━━━━━ Quoted text

Can anyone offer help/advice re: enormous car service cost?

Hi, all.

I realise many people are off on the Challenge ATM but I’m wondering whether anybody can advise re: this.

I bought a 3-year-old Sk*da 18 months ago from a reputable Sk*da dealership. They sourced it for me from somewhere else in the country and gave it a used car check before telling me all was fine. It then had 42k miles on the clock.

Today I took it in for a service at a different (closer) Sk*da dealership. The car’s now done 55k miles. It’s about 6 months overdue for service, but I don’t drive it lots. I had a phone call from the dealership earlier this afternoon to tell me they’d identified the following issues (in addition to the new cam belt that apparently they all need at 4 years/80,000 miles).

– It needs a new clutch.
– It has a significant — “quite bad” — oil leak “from the turbo area” that will require investigation, and may then be very expensive to fix.
– A problem with “two front lower suspension bushes”–I’ve no idea what they are but I was told it’s quite a big deal
– It needs new disks and brake pads, front and back
– It needs 3 new tyres
– It needs (these are less significant) a new bulb and new front and back wipers, and the rear wiper jet isn’t working

I was told that the cost of this work–including the service, but NOT including investigation and fixing of the oil leak–is £2,000.

━━━━━━━━━━
━━━━━ Source excerpt

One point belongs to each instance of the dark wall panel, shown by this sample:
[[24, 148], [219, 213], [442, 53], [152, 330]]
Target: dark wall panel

━━━━━━━━━━

#### Task:
Using the car service post, explain in one to three sentences why the dealership included a new cam belt in the work.

#### Solution for this exercise:
The post says the cam belt is needed because these cars apparently all require a new one at 4 years or 80,000 miles. The writer lists it separately from the other problems the dealership found.